(EXERCISE): Every line between the top of the data below and the line with "Find the girl's blonde", both ends included, must be retyped exactly.

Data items
━━━━━━━━━━━━━━━━━━━━━━━━━━━━━━

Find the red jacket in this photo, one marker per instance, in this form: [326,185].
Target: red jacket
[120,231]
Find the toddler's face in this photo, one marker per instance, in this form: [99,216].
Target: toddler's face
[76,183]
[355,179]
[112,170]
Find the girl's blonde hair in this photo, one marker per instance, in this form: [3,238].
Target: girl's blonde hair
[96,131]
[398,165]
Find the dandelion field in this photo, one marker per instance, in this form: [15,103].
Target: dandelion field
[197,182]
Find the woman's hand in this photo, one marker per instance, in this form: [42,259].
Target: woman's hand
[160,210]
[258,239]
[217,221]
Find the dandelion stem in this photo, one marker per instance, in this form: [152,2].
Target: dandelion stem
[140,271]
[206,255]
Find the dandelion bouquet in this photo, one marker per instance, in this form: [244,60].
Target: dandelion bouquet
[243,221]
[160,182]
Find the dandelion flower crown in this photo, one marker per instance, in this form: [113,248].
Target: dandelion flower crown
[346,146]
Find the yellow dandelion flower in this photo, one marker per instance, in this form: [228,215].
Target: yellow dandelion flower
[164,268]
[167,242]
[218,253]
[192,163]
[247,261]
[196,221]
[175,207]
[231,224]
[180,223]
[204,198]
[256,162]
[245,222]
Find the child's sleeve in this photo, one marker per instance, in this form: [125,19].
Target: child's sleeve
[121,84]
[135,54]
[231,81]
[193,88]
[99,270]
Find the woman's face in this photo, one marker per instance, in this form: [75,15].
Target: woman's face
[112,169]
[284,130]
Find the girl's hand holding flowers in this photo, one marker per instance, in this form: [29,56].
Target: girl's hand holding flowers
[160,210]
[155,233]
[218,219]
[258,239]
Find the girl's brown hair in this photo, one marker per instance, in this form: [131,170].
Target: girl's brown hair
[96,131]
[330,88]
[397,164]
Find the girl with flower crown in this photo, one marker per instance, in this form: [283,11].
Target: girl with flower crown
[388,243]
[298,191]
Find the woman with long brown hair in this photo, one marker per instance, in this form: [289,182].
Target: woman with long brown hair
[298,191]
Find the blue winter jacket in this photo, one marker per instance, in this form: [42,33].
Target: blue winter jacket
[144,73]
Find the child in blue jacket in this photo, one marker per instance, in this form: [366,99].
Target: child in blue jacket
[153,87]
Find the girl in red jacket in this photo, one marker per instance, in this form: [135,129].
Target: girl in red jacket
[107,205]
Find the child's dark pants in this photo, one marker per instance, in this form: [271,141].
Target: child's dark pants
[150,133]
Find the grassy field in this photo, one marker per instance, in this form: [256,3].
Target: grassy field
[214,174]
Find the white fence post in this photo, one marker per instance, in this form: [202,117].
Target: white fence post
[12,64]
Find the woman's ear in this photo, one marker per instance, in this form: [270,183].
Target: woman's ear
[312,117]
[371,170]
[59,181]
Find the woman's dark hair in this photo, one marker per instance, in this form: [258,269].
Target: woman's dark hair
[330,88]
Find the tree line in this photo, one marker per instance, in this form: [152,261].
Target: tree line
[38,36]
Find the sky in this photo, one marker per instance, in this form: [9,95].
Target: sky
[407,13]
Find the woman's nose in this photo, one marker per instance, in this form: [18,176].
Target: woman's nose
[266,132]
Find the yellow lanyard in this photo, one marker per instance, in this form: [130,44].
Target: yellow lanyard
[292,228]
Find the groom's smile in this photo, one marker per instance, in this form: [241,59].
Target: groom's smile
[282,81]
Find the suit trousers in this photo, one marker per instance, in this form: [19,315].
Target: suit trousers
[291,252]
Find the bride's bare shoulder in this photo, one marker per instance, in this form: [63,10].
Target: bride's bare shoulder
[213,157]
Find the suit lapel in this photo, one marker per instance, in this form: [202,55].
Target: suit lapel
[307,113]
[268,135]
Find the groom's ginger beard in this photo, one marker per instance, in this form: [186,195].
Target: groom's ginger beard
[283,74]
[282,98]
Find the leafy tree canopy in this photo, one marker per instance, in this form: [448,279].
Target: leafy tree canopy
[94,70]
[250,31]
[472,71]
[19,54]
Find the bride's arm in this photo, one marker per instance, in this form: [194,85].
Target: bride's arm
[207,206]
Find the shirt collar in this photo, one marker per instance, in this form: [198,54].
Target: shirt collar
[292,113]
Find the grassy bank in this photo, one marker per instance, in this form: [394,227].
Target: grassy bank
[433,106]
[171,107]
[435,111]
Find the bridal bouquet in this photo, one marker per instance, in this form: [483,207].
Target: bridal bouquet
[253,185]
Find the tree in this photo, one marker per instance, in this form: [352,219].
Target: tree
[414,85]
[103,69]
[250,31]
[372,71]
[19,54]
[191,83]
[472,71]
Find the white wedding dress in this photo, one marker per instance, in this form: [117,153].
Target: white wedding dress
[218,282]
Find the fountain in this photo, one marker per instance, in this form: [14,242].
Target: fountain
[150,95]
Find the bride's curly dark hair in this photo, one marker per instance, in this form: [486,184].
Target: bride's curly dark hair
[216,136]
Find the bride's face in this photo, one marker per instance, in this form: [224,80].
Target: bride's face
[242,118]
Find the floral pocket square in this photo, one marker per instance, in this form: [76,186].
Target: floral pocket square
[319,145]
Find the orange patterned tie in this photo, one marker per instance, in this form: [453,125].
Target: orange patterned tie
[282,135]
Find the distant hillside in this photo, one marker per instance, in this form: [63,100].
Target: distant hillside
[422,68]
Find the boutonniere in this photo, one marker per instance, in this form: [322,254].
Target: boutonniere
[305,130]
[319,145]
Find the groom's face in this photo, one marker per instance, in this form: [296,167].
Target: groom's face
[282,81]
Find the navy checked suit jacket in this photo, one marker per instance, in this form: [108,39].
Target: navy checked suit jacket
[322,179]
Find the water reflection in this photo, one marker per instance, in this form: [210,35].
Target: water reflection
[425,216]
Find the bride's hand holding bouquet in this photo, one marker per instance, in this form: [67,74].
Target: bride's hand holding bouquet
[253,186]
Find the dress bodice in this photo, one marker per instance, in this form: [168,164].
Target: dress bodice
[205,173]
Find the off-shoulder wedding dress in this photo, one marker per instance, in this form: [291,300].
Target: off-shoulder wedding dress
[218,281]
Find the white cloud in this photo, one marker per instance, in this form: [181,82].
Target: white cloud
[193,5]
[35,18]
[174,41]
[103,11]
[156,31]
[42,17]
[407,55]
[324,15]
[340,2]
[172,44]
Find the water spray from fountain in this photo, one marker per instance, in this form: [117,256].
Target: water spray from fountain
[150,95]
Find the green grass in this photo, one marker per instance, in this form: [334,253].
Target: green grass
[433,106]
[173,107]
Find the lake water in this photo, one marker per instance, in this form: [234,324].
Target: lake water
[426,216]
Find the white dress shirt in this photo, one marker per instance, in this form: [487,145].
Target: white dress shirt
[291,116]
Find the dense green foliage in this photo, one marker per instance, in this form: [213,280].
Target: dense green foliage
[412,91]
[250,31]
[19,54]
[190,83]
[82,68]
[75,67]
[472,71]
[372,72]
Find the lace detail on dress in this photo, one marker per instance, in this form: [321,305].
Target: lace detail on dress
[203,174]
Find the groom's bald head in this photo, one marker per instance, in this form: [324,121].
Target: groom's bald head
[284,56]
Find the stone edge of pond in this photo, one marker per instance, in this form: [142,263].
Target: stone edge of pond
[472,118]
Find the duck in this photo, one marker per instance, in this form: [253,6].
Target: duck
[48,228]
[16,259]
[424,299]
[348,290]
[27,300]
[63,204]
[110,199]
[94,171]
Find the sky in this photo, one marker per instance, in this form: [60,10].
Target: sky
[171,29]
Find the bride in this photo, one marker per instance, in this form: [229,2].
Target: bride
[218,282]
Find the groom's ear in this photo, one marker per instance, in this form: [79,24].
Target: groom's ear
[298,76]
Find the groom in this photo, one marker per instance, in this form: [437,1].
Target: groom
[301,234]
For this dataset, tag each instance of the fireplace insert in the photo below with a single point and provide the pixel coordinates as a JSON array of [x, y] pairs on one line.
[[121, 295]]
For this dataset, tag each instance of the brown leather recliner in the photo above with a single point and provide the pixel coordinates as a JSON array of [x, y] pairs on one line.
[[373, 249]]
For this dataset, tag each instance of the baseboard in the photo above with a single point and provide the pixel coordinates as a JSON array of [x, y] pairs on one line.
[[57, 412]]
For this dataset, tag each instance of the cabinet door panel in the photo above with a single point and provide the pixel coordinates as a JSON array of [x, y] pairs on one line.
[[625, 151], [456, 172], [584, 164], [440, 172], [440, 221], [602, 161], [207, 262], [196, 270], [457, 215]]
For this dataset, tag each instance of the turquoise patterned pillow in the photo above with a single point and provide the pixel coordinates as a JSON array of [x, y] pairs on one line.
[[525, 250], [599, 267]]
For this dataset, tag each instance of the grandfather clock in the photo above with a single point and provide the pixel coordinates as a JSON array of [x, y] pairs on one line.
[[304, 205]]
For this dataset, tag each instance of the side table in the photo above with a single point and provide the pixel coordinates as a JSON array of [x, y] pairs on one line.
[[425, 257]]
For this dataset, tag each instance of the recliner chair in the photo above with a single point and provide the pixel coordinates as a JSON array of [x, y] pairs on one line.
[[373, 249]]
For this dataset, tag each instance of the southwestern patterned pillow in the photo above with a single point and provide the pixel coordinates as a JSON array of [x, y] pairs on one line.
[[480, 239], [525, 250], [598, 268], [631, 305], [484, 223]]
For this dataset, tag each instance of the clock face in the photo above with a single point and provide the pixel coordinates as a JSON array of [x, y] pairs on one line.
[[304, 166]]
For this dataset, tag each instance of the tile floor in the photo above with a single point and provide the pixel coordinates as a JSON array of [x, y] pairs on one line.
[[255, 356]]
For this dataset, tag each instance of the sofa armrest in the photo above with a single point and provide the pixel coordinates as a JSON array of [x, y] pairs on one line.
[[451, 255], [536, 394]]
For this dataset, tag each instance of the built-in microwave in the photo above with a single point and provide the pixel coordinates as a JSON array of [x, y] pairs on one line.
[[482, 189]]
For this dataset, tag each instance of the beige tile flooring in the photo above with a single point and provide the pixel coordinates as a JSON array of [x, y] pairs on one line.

━━━━━━━━━━━━━━━━━━━━━━━━━━━━━━

(ANSWER FOR THE TASK):
Find the red jacket in this photo, one marker per instance, in this form: [326,185].
Target: red jacket
[120,231]
Find the toddler's face in this photo, one marker per instance, in this form: [99,216].
Target: toddler's face
[76,183]
[355,179]
[112,170]
Find the girl's blonde hair in this photo, one marker per instance, in this form: [3,238].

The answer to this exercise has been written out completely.